**Records shown**.
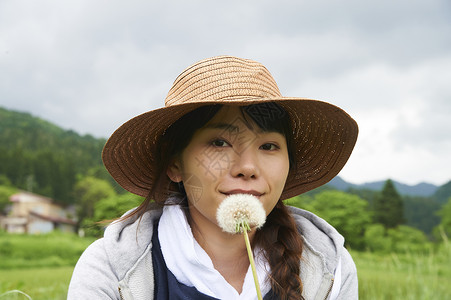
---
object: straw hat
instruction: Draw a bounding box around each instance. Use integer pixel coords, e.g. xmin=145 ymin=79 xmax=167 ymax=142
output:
xmin=102 ymin=56 xmax=358 ymax=200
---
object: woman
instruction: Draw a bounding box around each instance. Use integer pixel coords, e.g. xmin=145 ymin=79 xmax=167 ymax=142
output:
xmin=68 ymin=56 xmax=358 ymax=299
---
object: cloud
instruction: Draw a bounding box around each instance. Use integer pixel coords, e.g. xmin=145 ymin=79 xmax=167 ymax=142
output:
xmin=0 ymin=0 xmax=451 ymax=183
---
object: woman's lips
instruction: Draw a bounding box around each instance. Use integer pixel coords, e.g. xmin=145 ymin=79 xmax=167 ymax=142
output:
xmin=221 ymin=189 xmax=263 ymax=197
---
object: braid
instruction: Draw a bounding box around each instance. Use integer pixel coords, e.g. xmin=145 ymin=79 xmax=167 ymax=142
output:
xmin=255 ymin=200 xmax=303 ymax=299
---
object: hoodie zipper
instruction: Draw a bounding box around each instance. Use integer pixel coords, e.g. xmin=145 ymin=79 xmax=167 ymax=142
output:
xmin=324 ymin=278 xmax=334 ymax=300
xmin=117 ymin=286 xmax=124 ymax=300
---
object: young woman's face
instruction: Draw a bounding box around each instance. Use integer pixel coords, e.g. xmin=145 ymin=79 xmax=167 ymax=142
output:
xmin=168 ymin=106 xmax=289 ymax=232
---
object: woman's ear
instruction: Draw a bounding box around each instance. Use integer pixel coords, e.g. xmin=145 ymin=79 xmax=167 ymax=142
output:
xmin=166 ymin=159 xmax=182 ymax=182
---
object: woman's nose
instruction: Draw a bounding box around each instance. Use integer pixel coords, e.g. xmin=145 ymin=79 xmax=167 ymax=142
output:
xmin=231 ymin=149 xmax=260 ymax=179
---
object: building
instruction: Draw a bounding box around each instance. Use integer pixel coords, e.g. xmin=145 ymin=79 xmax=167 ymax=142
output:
xmin=0 ymin=191 xmax=76 ymax=234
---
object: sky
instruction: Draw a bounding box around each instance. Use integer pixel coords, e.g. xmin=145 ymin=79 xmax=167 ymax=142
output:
xmin=0 ymin=0 xmax=451 ymax=185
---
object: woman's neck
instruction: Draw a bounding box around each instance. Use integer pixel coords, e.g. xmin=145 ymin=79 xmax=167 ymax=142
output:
xmin=188 ymin=210 xmax=254 ymax=293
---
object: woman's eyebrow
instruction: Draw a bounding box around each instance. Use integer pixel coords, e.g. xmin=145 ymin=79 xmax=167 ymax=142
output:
xmin=204 ymin=123 xmax=240 ymax=132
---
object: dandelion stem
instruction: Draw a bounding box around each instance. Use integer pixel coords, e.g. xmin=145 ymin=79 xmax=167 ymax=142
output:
xmin=241 ymin=222 xmax=263 ymax=300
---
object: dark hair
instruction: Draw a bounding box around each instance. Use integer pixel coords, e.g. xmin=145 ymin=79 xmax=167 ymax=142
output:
xmin=127 ymin=102 xmax=303 ymax=299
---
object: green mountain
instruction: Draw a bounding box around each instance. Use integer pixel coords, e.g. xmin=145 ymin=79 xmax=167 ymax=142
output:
xmin=0 ymin=107 xmax=106 ymax=204
xmin=328 ymin=176 xmax=439 ymax=197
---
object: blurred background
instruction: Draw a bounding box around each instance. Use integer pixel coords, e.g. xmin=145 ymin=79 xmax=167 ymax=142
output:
xmin=0 ymin=0 xmax=451 ymax=299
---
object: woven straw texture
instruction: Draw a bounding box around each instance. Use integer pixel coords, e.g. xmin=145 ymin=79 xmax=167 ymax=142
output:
xmin=102 ymin=56 xmax=358 ymax=201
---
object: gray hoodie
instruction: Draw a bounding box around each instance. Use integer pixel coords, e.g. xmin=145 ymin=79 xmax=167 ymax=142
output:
xmin=68 ymin=208 xmax=358 ymax=300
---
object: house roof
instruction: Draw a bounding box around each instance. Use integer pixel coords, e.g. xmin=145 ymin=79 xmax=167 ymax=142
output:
xmin=30 ymin=211 xmax=77 ymax=225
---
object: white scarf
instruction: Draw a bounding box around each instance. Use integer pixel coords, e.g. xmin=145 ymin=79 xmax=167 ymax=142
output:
xmin=158 ymin=205 xmax=271 ymax=300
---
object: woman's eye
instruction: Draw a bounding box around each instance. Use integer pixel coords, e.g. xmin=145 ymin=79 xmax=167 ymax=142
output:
xmin=260 ymin=143 xmax=279 ymax=151
xmin=211 ymin=140 xmax=230 ymax=148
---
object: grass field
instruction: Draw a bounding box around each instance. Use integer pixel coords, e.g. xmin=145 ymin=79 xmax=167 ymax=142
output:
xmin=0 ymin=266 xmax=73 ymax=300
xmin=0 ymin=236 xmax=451 ymax=300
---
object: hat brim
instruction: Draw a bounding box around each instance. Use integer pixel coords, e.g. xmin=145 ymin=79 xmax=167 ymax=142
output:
xmin=102 ymin=97 xmax=358 ymax=201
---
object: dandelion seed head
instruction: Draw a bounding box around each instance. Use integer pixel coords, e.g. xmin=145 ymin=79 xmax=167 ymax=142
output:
xmin=216 ymin=194 xmax=266 ymax=234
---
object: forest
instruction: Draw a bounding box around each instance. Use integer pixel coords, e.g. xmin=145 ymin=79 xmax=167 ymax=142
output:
xmin=0 ymin=107 xmax=451 ymax=251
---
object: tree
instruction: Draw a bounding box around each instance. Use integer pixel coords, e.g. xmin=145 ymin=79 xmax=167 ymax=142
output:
xmin=74 ymin=176 xmax=116 ymax=224
xmin=305 ymin=191 xmax=371 ymax=249
xmin=438 ymin=197 xmax=451 ymax=237
xmin=0 ymin=185 xmax=17 ymax=215
xmin=374 ymin=179 xmax=405 ymax=228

**Set problem**.
Count the lines in the records above that contain the word "dandelion", and state only the resulting number.

**Complete output**.
2